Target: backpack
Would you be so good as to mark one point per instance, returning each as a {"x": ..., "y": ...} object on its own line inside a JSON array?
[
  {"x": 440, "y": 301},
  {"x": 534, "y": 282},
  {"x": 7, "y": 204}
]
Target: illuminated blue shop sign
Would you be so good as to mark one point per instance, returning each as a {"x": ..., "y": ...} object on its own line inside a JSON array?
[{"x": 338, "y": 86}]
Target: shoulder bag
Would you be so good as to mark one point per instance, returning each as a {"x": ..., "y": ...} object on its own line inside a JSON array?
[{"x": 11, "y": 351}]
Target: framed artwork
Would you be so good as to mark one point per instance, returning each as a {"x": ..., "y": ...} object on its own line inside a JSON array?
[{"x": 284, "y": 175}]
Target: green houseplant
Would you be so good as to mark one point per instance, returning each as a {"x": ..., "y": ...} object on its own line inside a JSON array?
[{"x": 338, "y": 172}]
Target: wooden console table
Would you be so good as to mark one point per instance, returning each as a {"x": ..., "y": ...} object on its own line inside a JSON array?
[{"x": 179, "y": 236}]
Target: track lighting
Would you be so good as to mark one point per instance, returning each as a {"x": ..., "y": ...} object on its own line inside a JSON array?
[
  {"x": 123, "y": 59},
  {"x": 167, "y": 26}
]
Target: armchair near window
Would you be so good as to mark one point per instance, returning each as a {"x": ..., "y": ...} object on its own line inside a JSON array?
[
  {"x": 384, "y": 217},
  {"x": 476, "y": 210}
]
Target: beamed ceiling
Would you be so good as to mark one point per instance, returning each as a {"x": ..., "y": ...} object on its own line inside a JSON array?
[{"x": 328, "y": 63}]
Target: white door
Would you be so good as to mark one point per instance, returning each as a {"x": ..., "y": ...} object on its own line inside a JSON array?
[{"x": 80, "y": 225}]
══════
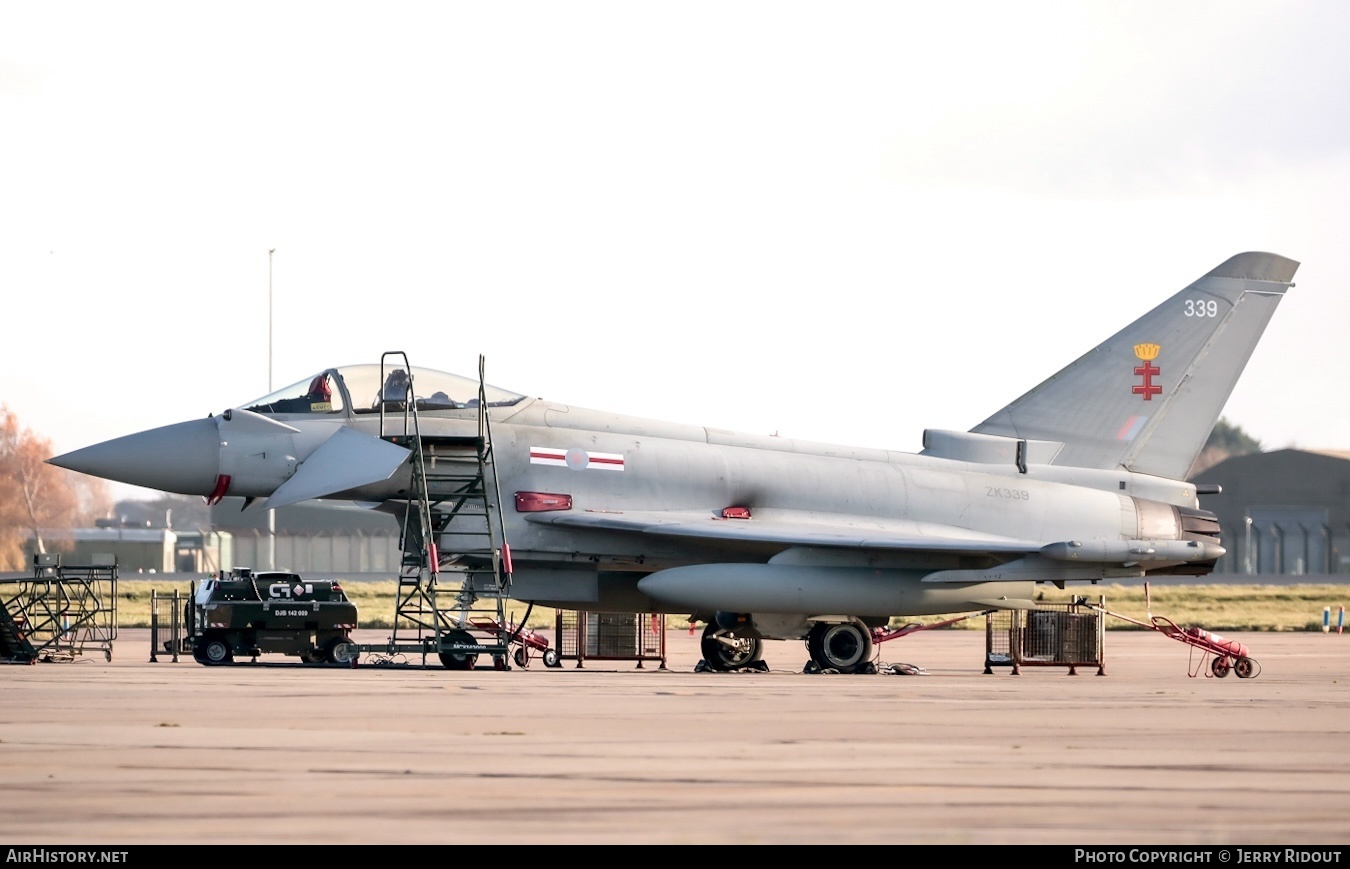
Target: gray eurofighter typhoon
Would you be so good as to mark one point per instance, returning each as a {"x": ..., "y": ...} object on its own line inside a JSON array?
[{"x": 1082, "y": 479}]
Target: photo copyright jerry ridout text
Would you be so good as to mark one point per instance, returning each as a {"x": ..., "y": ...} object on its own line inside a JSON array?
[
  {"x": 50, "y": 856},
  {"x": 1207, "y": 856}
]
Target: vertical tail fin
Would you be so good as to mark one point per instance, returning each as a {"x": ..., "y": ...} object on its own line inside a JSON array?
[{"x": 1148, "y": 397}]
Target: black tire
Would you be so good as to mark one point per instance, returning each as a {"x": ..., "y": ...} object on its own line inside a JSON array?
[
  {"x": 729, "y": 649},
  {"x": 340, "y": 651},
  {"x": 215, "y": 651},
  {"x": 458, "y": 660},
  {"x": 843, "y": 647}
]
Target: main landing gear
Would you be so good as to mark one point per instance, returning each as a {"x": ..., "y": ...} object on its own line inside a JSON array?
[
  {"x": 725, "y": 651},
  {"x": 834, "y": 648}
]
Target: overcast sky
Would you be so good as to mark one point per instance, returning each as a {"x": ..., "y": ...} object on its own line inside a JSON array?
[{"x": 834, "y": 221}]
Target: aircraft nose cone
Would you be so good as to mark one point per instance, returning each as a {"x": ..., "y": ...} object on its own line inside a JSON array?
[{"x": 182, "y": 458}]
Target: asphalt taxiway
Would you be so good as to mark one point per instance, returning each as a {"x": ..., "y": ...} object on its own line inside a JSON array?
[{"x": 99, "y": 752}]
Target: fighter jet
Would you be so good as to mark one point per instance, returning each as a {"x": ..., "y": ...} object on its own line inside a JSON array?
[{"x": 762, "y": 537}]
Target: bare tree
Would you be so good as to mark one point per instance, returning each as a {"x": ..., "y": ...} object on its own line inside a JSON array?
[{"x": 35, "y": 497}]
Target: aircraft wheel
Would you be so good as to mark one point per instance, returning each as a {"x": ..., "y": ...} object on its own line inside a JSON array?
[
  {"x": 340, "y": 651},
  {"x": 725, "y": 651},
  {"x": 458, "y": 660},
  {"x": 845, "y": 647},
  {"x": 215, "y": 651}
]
══════
AIM OF THE EXERCISE
Count the lines in the entries that contain the word "aircraft". Reply with the number only.

COMPLETE ANSWER
2